— start of DATA —
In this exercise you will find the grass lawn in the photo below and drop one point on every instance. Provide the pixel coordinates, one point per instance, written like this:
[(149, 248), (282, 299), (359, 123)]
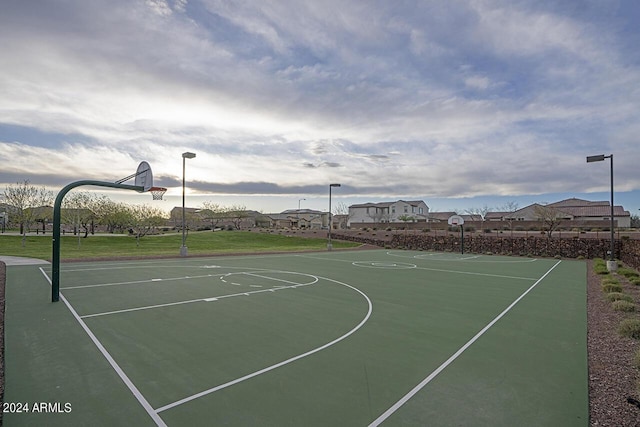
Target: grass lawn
— end of DATA —
— start of DATA —
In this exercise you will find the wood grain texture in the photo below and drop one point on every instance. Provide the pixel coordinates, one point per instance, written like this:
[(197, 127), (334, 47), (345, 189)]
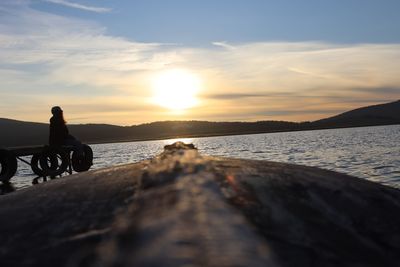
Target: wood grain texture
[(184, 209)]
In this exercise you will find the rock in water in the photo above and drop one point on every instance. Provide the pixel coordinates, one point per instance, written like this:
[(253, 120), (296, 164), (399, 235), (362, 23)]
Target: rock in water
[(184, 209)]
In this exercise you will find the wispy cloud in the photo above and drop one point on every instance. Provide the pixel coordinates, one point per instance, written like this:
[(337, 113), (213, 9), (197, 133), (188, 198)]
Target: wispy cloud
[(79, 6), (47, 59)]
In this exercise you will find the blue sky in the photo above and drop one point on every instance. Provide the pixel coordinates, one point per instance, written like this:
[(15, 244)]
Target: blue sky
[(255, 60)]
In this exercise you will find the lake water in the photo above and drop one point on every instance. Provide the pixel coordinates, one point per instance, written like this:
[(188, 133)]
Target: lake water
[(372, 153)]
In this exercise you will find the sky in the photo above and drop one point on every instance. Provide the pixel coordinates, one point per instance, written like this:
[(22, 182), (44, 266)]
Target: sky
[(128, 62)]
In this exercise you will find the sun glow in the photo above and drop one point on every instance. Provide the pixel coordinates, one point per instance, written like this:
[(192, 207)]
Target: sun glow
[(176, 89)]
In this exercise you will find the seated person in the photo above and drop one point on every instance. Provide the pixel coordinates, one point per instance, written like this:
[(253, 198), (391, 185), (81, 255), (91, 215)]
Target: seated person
— end of DATA —
* _WORK INSTRUCTIONS_
Which of the lines above contain the string "grain"? Return each of them in full, treating uppercase and lowercase letters as different.

* _EXERCISE ANSWER_
In this exercise you will find the wood grain texture in the photo below and drop one point on every instance. Provide the pixel coordinates, one point per instance, written like this:
Target: wood grain texture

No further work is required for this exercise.